Rewrite the data from the line containing "Target: haze over mountains" through the end of the data, both ends included, keeping every request. Raise each x and y coordinate in the answers by 21.

────────────────

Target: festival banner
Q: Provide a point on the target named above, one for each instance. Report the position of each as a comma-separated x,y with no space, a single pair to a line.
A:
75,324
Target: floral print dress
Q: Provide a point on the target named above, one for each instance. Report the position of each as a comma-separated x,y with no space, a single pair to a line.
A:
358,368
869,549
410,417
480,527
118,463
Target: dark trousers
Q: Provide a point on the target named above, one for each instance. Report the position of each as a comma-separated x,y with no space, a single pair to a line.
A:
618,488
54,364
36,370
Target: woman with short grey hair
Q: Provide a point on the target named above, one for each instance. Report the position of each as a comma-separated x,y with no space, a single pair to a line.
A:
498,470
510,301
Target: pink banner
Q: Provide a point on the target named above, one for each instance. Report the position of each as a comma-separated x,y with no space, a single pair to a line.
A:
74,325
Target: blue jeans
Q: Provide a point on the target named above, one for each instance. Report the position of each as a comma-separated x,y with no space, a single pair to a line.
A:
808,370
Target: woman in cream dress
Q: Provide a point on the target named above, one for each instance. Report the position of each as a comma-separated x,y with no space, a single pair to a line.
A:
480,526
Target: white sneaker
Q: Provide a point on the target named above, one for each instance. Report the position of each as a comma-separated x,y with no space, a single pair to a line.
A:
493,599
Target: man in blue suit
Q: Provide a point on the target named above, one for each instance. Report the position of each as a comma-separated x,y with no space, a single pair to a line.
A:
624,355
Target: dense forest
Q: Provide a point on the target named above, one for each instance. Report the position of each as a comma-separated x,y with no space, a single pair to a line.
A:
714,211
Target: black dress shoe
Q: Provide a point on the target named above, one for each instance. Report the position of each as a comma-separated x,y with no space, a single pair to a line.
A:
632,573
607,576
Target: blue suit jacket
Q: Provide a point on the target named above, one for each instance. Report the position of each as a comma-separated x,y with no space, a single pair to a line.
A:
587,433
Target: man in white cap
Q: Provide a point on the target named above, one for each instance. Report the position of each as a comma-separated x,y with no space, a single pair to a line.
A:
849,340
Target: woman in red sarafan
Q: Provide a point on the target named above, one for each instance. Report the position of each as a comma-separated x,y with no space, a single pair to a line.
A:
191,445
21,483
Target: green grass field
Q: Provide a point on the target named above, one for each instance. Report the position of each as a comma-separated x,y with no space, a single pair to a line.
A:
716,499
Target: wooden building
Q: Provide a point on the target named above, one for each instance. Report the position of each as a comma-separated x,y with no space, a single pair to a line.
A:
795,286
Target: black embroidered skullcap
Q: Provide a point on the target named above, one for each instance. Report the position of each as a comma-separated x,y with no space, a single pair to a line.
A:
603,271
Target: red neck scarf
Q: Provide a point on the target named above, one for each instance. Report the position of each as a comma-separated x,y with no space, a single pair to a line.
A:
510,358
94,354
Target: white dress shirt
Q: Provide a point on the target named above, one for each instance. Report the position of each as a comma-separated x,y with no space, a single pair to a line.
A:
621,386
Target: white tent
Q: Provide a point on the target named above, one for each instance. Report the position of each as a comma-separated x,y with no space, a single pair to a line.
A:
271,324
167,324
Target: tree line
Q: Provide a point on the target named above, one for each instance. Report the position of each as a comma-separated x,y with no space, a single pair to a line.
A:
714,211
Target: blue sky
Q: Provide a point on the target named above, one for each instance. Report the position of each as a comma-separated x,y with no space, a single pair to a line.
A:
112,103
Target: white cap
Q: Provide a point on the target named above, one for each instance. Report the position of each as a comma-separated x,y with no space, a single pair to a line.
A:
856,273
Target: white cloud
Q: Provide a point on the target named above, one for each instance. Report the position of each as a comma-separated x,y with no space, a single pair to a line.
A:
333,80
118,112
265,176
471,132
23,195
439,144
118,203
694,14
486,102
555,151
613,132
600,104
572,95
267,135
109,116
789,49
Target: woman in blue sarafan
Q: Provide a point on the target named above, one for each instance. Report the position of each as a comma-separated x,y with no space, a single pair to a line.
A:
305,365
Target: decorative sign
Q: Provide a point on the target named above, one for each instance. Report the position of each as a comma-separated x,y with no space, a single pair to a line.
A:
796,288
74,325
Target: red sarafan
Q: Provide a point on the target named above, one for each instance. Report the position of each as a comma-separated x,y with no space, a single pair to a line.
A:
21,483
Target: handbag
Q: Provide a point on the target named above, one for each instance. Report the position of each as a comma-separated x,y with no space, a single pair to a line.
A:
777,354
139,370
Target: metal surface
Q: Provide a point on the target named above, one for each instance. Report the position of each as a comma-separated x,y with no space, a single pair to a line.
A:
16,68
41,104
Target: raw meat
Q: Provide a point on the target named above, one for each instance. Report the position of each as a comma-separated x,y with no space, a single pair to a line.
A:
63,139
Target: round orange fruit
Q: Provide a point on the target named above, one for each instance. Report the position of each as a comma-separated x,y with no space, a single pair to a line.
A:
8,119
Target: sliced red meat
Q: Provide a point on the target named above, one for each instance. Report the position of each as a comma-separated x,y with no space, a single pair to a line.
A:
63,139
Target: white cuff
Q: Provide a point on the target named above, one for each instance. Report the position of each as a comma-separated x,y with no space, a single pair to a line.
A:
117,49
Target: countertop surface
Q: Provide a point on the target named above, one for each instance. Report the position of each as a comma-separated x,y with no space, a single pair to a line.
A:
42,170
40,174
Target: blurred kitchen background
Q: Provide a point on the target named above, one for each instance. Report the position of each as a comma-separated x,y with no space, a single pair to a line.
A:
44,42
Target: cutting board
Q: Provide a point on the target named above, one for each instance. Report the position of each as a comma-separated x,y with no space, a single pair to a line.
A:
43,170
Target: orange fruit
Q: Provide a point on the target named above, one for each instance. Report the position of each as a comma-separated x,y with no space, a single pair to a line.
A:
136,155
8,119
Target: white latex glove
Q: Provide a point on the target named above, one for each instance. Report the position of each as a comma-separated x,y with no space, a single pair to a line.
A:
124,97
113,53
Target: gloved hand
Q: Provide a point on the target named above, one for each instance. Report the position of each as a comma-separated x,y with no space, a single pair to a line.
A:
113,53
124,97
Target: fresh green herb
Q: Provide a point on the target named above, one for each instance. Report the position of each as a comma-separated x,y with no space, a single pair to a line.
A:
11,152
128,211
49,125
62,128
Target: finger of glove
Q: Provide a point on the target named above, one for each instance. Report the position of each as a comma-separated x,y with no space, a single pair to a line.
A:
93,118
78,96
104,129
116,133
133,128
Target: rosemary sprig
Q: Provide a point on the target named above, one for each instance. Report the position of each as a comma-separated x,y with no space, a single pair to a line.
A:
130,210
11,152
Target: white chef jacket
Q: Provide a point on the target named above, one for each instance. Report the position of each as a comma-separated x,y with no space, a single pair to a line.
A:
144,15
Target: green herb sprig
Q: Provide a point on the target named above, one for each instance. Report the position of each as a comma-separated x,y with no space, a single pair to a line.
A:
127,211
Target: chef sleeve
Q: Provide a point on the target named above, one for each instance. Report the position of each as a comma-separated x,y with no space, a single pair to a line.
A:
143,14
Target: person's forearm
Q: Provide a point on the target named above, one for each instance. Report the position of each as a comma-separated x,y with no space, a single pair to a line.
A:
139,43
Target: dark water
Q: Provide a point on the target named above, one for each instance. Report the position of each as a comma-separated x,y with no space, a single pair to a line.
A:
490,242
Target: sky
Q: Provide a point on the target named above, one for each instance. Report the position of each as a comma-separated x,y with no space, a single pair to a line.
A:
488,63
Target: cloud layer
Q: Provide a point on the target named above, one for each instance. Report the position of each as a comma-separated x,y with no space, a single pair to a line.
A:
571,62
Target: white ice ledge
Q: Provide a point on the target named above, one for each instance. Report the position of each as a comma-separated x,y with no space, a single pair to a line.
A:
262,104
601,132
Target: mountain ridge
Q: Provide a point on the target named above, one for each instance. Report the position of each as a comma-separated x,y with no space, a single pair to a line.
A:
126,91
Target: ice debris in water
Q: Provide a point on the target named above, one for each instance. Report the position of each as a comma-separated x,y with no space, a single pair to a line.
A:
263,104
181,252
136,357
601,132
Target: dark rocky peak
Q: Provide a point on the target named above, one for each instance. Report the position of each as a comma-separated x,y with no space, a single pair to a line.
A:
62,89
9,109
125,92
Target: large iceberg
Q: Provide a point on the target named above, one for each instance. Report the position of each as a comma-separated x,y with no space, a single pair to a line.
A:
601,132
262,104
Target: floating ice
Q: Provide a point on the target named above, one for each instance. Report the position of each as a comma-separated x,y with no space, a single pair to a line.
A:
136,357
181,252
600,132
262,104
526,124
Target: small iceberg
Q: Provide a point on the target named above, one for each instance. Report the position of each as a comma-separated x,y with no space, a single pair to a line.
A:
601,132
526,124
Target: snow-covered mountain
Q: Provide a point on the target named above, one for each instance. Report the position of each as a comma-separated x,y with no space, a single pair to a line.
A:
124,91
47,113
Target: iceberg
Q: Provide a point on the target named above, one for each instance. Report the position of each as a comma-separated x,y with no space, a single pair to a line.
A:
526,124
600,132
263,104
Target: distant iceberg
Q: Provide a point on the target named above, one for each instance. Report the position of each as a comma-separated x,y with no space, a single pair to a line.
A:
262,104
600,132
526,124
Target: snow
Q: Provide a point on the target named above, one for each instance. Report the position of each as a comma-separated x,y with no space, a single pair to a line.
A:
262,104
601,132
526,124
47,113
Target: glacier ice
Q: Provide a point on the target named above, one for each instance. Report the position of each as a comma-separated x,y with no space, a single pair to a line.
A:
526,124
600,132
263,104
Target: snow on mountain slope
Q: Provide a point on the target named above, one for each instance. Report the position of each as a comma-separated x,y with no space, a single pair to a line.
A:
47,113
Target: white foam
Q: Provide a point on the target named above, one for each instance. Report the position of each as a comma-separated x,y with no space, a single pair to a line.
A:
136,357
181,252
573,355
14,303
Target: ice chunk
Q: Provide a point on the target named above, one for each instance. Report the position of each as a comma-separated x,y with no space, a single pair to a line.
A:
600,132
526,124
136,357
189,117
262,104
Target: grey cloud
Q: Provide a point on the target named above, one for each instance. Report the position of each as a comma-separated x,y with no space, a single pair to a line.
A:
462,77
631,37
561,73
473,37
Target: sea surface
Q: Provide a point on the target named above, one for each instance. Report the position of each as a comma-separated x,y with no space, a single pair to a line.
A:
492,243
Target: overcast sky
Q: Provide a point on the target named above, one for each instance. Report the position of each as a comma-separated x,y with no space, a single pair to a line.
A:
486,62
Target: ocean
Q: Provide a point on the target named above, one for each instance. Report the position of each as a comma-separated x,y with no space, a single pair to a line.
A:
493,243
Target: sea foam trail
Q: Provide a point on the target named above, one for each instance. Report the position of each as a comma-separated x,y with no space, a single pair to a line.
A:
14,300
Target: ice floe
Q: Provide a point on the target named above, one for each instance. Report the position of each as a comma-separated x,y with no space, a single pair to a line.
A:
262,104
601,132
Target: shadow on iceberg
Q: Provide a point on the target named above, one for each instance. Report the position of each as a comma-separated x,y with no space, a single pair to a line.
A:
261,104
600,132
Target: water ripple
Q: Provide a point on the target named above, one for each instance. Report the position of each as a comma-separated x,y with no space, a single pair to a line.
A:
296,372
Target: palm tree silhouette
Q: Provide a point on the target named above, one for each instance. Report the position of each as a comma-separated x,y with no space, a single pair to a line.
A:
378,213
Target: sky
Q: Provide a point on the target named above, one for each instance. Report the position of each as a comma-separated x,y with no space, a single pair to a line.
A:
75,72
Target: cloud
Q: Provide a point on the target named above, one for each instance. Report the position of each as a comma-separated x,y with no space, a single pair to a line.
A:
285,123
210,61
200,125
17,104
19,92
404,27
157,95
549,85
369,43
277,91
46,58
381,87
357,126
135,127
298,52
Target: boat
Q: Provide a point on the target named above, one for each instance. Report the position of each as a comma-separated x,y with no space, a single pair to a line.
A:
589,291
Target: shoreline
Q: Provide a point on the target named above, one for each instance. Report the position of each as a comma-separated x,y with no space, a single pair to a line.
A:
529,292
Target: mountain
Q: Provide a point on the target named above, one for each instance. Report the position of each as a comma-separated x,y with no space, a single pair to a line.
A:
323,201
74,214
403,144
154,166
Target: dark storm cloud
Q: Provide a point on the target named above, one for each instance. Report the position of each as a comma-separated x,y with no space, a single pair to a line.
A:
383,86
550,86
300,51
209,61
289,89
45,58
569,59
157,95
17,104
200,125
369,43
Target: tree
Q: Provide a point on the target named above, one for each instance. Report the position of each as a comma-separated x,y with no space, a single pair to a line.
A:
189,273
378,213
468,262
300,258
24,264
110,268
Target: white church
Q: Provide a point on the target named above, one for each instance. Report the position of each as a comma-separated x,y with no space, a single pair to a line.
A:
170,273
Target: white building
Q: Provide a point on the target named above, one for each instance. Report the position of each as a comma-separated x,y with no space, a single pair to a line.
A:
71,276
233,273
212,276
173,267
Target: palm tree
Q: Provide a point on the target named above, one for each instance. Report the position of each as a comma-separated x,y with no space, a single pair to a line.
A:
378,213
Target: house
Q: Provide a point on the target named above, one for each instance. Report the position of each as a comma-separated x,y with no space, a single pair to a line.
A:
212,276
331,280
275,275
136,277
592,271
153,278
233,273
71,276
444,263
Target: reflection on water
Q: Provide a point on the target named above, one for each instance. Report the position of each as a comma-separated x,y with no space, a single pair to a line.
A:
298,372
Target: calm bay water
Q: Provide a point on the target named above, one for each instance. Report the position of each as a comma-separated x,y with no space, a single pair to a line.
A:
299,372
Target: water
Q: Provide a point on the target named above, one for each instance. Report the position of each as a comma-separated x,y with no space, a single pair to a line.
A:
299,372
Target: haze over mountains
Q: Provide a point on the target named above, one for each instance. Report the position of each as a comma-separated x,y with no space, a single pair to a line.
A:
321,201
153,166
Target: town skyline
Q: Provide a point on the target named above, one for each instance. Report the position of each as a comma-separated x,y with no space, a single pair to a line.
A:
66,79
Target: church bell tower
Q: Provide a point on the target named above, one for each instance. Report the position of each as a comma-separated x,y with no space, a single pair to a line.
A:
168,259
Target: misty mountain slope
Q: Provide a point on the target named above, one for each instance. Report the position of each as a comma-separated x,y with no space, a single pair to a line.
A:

────────────────

The reply:
Target: haze over mountains
Q: Provide a point on the target named above, one for each instance. Report the position of each as a comma-separated x,y with no space, a single pair to a line.
A:
342,222
174,187
Target: town skyline
Q: Provide a point on the target named above, one for each instance. Report the position of each as a comma-separated x,y with no space, a single pair to a line.
A:
87,100
Target: church bell tower
Q: Provide a point on the target named above, one for each instance. Report the position of each as a comma-separated x,y with no space, a single pair to a line.
A:
189,280
Target: misty mountain slope
Q: Provide a point on the target named above, one for each instance. Report the position of each as a comma-separated x,y with no space, a single pair to a line.
A:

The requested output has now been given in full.